### RECORDED INFORMATION
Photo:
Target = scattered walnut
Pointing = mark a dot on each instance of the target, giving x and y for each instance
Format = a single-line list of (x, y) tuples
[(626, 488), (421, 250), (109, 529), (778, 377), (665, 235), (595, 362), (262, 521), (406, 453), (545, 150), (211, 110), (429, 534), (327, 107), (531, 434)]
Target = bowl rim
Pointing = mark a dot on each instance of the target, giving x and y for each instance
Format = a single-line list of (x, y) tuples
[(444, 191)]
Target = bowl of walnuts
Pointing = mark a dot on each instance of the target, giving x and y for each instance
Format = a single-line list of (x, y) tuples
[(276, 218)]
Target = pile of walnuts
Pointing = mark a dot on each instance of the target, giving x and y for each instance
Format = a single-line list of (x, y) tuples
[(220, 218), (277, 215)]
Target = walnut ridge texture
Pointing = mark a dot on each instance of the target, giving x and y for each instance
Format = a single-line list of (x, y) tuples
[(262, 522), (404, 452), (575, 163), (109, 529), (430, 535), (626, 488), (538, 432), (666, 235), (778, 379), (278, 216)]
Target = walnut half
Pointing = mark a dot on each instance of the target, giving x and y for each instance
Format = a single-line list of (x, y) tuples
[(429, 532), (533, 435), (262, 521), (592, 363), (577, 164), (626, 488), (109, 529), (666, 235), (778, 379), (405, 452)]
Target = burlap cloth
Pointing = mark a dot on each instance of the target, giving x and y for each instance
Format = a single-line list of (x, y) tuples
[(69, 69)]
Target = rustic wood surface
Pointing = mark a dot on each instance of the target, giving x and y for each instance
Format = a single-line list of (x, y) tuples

### EXERCISE AIM
Say how many lines in the listing include the word "bowl", giving nothing but the number.

### WRITTEN ANSWER
2